_Given instruction_: Name each coach listed in the North Dakota women's hockey season text below, along with that person's role.

_Extract_:
-*-

- Conference: 4th WCHA
- Home ice: Ralph Engelstad Arena

Rankings
- USA Hockey: Not Ranked
- USCHO.com: Not Ranked

Record
- Overall: 16-16-6
- Conference: 11–12–5
- Home: 9-6-4
- Road: 7-9-2
- Neutral: 0-1-0

Coaches and captains
- Head coach: Brian Idalski
- Assistant coaches: Peter Elander Erik Fabian
- Captain(s): Amy Menke Halli Krzyzaniak
- Alternate captain(s): Anna Kilponen Grace Hirschy Marissa Salo

= 2016–17 North Dakota Fighting Hawks women's ice hockey season =

The 2016–17 North Dakota Fighting Hawks women's ice hockey season was the 15th and final season of the UND Fighting Hawks. The team represented the University of North Dakota in the 2016-17 NCAA Division I women's ice hockey season. On March 29, 2017, the University of North Dakota announced that the women's ice hockey was being terminated due to budget cuts.

Following the conclusion of the season, eleven players filed a class action discrimination lawsuit against the University alleging violations against Title IX.

==Offseason==

- July 25: Halli Krzyzaniak and Ryleigh Houston were chosen to participate in the Team Canada Development Camp in Calgary, Alberta.

==Departures==
With the end of the program, many of the players with NCAA college eligibility successfully transferred to other schools.

-*-

_Records supplied_:
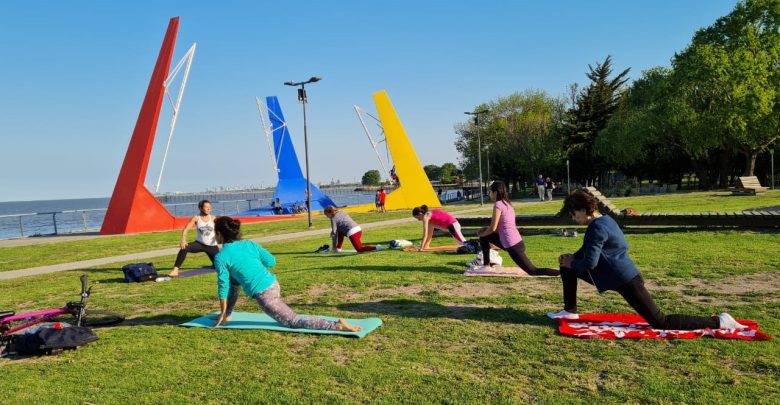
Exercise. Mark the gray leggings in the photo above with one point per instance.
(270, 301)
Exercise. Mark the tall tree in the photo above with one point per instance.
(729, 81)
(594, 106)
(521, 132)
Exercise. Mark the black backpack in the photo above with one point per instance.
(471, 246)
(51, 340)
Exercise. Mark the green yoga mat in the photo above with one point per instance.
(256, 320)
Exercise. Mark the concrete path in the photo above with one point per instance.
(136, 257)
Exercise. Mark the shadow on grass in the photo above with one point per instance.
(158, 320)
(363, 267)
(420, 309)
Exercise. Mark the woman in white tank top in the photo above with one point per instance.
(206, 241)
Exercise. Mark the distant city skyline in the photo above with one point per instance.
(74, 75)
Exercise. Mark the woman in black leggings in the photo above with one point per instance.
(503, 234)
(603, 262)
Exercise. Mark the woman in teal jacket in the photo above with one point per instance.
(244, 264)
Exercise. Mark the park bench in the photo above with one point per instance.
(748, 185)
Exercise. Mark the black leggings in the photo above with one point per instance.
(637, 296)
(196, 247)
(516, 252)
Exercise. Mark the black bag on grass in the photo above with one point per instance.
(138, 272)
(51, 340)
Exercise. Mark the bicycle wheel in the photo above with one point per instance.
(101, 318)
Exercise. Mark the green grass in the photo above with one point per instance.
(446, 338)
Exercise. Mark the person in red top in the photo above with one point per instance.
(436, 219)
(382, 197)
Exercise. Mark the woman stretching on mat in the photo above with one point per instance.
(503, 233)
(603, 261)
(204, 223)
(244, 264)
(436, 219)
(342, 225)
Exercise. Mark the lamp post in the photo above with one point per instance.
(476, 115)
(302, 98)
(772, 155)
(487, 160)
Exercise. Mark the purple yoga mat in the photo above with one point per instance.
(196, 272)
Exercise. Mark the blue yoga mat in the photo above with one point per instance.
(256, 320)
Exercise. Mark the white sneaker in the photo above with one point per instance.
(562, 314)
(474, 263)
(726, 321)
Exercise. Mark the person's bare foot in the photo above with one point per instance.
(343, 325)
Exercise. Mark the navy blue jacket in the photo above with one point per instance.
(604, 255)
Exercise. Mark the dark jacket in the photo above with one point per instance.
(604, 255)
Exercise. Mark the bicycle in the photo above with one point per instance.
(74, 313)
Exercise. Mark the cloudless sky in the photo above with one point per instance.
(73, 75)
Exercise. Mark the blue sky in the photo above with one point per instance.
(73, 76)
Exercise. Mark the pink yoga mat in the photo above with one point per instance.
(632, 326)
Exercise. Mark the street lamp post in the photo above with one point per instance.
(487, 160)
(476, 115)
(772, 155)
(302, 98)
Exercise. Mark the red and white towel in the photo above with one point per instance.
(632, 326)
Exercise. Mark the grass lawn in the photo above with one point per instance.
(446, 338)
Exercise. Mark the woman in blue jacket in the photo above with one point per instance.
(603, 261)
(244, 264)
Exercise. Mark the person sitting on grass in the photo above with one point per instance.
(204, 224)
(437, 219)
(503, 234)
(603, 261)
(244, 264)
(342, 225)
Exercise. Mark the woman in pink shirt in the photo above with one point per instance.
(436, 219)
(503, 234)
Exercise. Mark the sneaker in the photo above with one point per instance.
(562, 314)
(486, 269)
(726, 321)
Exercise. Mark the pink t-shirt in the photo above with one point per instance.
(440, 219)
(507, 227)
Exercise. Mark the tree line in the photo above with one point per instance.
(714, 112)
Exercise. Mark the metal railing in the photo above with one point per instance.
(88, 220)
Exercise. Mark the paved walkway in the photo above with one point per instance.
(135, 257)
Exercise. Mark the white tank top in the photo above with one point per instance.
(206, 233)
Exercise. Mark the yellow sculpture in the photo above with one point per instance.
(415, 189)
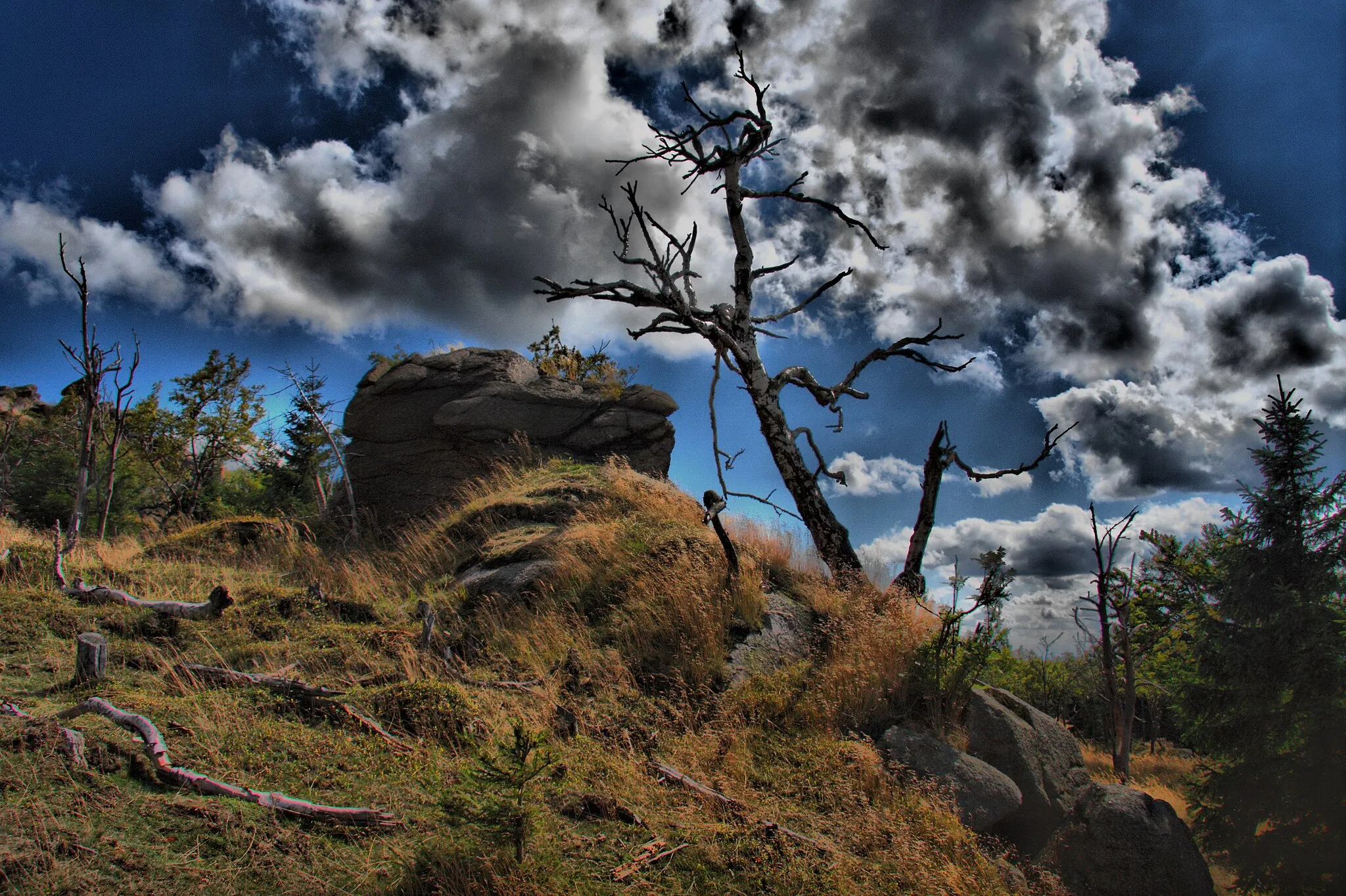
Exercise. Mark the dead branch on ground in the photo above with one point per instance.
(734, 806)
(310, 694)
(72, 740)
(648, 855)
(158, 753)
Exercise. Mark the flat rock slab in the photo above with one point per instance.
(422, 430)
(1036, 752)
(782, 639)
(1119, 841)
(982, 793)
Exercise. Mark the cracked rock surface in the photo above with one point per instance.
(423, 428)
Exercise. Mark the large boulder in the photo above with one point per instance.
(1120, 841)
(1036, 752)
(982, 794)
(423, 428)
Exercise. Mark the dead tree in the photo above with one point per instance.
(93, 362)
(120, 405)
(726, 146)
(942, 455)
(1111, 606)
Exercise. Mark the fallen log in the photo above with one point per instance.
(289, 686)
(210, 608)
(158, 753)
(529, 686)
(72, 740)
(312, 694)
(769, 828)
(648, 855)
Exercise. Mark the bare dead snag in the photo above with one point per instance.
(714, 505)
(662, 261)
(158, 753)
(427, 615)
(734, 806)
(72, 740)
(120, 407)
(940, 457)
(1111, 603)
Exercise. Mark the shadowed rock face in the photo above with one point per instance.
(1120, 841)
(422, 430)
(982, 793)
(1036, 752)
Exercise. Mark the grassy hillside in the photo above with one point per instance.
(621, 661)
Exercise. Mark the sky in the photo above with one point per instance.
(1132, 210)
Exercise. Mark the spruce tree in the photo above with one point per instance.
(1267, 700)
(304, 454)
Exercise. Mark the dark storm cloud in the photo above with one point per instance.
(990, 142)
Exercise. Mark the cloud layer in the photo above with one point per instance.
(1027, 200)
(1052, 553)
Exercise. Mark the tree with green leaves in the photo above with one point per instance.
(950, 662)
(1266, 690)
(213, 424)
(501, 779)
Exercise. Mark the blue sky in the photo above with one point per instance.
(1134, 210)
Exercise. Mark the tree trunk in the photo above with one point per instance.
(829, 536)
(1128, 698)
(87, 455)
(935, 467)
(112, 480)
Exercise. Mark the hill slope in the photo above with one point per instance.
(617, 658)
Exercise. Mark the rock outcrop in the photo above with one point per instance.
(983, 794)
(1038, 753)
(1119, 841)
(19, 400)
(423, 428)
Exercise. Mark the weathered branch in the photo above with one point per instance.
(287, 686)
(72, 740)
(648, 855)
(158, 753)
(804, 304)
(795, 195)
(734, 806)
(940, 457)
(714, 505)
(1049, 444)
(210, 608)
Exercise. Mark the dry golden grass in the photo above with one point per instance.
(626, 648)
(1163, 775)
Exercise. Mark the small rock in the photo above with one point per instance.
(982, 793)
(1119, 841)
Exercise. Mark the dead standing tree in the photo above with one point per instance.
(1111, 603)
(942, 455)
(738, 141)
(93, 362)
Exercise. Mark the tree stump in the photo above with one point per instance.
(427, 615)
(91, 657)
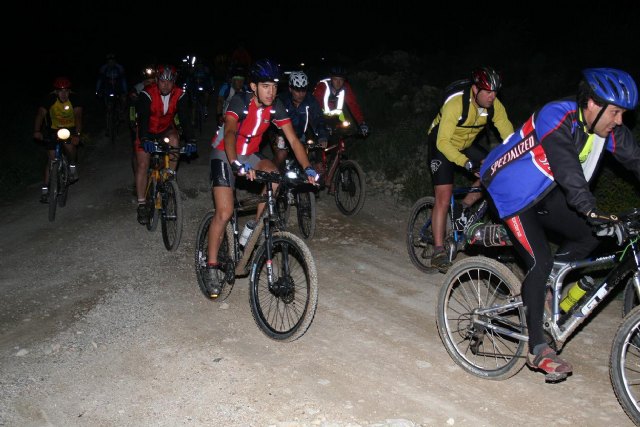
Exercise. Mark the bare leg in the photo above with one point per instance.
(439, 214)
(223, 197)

-*-

_Correct response_:
Brian Idalski: head coach
Peter Elander: assistant coach
Erik Fabian: assistant coach